:: EXERCISE ::
Write out the entries, please, from the line containing "background, one point per instance." through their final line, exactly and with nothing else.

DATA SHOWN below:

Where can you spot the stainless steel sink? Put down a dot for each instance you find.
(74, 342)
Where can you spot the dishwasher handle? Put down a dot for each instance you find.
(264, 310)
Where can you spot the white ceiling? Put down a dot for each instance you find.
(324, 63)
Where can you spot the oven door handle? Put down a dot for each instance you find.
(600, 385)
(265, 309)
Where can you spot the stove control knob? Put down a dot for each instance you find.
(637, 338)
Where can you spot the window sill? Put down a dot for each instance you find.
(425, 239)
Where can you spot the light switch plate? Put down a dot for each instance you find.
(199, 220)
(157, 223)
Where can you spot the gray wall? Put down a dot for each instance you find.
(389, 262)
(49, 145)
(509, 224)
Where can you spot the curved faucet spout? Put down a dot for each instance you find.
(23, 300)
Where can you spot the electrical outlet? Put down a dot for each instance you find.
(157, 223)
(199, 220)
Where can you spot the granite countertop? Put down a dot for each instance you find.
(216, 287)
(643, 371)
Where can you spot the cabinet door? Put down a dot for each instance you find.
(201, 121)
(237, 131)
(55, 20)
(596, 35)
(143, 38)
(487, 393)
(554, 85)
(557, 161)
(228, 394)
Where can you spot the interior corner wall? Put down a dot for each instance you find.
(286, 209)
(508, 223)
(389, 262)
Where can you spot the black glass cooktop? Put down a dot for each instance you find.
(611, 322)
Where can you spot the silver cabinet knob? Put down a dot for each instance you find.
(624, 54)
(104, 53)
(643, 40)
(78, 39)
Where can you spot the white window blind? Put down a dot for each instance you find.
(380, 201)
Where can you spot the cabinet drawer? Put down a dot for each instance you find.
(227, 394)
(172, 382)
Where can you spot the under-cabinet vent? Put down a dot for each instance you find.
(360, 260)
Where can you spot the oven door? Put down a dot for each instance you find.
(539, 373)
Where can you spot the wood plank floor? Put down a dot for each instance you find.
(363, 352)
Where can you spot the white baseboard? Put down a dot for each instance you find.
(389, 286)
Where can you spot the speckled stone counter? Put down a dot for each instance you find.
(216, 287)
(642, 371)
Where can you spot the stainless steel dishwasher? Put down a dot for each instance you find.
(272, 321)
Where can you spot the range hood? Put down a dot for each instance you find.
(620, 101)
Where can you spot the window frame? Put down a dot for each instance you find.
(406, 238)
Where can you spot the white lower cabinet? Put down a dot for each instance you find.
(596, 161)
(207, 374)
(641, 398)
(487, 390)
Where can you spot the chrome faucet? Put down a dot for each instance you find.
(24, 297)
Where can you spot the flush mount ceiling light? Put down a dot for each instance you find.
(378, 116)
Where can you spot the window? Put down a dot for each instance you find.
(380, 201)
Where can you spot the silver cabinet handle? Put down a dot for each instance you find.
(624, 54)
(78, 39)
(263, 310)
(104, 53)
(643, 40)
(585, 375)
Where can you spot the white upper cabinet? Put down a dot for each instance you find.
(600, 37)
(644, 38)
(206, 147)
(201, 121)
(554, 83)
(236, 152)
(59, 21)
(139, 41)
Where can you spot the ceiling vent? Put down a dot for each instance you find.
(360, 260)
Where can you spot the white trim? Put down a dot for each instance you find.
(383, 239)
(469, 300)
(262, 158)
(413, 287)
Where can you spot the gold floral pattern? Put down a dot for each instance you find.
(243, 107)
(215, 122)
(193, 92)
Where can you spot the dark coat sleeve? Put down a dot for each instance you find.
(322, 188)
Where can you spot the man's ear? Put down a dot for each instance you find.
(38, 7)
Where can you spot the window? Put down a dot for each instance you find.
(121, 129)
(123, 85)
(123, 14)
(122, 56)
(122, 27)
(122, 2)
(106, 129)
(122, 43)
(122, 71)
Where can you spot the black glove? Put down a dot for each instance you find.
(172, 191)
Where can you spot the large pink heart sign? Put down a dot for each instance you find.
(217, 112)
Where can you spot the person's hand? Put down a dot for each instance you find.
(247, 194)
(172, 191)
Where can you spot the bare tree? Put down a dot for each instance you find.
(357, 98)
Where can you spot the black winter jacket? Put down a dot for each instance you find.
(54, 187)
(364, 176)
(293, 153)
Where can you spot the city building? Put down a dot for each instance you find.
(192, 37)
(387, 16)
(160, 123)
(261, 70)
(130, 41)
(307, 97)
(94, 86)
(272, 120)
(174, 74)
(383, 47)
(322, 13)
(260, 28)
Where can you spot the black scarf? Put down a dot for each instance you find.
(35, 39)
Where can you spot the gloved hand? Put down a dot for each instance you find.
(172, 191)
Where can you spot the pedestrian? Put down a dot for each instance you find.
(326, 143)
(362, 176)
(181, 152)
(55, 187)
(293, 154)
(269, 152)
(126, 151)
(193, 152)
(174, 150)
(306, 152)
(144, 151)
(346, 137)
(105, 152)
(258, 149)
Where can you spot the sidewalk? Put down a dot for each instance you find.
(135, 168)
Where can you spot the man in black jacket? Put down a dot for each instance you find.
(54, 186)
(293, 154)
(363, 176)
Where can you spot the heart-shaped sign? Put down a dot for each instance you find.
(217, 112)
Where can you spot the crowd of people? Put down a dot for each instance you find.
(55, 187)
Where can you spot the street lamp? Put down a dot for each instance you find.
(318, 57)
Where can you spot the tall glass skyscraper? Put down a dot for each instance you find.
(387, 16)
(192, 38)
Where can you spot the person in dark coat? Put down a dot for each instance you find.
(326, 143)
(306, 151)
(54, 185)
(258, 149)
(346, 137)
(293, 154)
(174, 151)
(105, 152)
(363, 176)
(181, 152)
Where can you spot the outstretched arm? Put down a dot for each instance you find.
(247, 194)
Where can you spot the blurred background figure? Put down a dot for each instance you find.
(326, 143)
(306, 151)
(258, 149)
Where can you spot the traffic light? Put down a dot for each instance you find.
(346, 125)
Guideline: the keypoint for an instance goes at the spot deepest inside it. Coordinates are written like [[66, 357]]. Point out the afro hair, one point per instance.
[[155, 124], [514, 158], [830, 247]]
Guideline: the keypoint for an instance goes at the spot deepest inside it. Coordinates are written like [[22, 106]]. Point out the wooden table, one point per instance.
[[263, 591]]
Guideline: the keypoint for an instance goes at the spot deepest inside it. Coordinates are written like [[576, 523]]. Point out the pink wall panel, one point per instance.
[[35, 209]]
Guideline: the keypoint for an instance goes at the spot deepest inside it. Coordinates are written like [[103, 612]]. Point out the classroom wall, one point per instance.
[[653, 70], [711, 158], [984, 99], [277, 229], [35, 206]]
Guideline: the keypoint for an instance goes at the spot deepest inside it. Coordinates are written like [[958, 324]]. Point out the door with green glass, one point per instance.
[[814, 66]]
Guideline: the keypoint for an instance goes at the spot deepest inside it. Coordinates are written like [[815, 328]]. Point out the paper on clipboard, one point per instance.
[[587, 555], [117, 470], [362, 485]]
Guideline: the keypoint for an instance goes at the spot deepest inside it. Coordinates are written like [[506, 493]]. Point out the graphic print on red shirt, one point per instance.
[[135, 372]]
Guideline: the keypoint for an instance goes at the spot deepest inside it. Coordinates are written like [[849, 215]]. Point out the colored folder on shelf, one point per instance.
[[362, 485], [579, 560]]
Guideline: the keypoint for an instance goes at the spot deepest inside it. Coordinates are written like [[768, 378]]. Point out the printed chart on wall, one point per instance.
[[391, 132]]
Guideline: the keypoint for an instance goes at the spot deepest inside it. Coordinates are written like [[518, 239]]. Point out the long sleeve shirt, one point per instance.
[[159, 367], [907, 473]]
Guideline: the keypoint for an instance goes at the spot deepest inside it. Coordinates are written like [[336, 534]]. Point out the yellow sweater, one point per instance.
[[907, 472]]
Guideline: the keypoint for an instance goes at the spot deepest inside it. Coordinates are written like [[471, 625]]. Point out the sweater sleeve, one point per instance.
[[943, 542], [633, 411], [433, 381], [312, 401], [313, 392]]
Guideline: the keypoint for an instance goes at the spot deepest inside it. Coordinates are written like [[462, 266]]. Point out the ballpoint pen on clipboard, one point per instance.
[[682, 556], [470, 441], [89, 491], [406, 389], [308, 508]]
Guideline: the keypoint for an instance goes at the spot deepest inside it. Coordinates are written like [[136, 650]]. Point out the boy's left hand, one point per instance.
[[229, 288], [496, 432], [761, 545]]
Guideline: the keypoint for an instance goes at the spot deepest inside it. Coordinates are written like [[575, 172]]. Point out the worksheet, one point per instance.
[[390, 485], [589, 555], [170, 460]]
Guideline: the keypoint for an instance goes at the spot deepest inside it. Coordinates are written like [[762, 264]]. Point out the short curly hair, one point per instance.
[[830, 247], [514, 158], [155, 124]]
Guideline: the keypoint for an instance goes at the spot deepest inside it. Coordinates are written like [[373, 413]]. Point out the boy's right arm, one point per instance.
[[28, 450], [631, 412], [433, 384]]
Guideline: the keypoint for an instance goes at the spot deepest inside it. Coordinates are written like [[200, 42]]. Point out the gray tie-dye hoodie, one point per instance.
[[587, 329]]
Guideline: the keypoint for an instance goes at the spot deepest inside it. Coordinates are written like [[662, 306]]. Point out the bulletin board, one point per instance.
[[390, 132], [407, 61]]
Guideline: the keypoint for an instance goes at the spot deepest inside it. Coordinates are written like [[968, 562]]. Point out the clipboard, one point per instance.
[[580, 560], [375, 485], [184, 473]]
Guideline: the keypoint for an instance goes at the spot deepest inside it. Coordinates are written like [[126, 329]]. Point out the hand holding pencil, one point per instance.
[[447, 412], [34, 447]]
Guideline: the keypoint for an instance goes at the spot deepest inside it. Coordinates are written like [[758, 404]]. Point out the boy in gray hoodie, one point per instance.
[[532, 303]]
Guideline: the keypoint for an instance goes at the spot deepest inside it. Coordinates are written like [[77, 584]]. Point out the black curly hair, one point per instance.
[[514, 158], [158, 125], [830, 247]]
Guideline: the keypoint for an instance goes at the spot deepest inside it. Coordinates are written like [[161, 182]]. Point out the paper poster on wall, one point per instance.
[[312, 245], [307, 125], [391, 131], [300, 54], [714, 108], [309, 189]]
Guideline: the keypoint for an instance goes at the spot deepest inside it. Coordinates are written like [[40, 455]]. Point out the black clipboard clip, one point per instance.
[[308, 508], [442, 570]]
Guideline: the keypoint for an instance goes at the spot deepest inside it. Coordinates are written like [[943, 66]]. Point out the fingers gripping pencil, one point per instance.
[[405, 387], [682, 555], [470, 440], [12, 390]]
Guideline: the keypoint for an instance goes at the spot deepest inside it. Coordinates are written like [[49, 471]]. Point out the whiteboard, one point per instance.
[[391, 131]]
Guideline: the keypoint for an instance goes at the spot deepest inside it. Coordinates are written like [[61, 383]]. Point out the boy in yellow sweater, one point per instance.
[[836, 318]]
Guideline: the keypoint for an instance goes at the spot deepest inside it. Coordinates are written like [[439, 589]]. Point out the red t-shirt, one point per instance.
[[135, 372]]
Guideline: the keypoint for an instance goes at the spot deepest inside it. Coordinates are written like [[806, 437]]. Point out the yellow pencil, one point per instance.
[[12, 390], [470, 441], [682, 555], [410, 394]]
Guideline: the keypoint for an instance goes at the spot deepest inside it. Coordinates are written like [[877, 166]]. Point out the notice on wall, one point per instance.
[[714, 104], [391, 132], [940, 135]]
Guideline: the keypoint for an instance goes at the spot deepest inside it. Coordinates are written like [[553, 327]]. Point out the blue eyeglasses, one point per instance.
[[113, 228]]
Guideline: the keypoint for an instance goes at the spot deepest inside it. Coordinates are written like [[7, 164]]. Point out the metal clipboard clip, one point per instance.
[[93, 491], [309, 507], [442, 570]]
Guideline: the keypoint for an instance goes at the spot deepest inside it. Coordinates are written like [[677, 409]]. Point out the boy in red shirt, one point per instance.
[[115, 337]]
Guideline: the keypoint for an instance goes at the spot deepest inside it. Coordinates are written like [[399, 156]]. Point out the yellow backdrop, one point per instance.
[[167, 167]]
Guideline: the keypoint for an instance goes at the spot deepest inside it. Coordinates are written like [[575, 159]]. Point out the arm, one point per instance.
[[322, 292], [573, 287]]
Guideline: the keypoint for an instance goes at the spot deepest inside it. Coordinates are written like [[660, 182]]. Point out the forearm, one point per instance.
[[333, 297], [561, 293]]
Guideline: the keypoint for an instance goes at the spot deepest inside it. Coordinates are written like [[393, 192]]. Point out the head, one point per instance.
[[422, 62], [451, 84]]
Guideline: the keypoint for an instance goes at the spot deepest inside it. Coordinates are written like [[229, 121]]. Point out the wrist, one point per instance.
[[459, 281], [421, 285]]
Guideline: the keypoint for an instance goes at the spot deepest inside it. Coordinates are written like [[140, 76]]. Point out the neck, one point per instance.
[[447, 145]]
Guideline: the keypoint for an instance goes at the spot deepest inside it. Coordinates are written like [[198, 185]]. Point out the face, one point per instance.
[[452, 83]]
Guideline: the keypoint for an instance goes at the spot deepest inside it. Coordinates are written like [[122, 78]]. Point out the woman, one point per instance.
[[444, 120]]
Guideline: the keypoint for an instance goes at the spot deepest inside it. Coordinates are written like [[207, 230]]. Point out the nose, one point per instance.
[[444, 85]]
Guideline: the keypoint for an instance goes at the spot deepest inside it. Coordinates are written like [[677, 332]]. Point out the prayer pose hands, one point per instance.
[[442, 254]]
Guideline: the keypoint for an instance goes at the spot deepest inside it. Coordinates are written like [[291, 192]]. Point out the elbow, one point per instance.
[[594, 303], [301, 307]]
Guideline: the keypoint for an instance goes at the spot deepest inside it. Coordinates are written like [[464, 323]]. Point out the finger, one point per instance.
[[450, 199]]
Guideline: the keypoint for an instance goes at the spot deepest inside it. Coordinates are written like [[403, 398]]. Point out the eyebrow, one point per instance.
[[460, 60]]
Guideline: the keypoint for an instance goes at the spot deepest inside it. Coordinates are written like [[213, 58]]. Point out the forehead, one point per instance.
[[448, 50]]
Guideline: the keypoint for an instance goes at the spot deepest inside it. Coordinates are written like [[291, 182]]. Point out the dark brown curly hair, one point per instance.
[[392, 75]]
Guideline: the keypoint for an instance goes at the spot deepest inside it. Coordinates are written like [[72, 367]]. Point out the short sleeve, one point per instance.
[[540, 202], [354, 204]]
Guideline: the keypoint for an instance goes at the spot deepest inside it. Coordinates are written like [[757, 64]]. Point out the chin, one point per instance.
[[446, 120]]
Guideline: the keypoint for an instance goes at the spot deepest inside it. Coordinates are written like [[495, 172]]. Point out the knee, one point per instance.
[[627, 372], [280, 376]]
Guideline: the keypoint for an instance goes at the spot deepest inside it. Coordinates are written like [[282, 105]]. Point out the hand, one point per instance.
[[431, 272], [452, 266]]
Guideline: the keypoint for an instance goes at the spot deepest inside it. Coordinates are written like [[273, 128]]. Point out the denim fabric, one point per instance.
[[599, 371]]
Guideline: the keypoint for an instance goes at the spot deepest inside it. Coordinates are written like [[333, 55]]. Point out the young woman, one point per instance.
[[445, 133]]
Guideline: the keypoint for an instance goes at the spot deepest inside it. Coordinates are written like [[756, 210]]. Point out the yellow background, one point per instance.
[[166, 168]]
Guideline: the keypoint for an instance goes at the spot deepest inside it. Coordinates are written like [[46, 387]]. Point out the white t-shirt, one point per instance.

End of DATA SHOWN.

:: ANSWER SECTION ::
Guideline: the keypoint for an instance goes at the spot deepest inside it. Coordinates are written like [[756, 210]]. Point out the yellow background, one point per instance.
[[166, 168]]
Guideline: the keypoint for an instance goes at the spot deepest inside it. Coordinates are written like [[46, 387]]. Point out the white t-shirt, one point per instance.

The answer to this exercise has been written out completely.